What you should do
Search the material for the string "right", then return every line where it is found.

==============================

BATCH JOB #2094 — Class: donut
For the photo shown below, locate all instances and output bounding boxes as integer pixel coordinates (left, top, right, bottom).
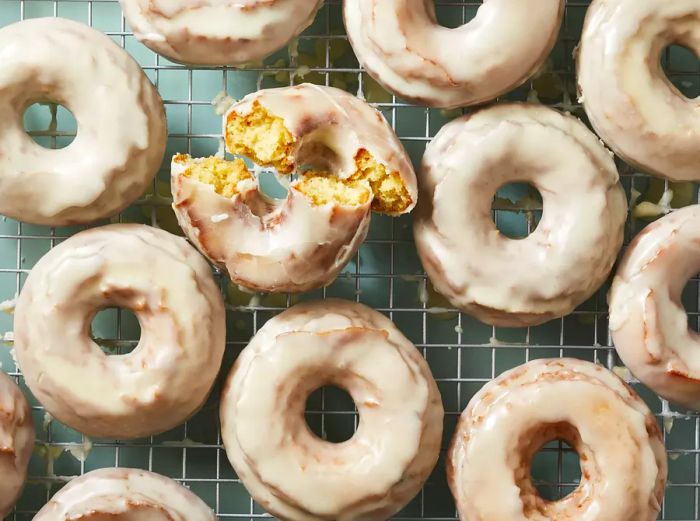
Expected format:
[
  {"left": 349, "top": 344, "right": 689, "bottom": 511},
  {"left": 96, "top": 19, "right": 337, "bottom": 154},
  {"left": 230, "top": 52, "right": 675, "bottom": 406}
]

==============================

Written solution
For the photo shown below, locate all instances and output bounding boxes as integer pixel coordinates (left, top, right, bottom).
  {"left": 349, "top": 344, "right": 689, "bottom": 511},
  {"left": 96, "top": 19, "right": 337, "bottom": 154},
  {"left": 230, "top": 52, "right": 675, "bottom": 406}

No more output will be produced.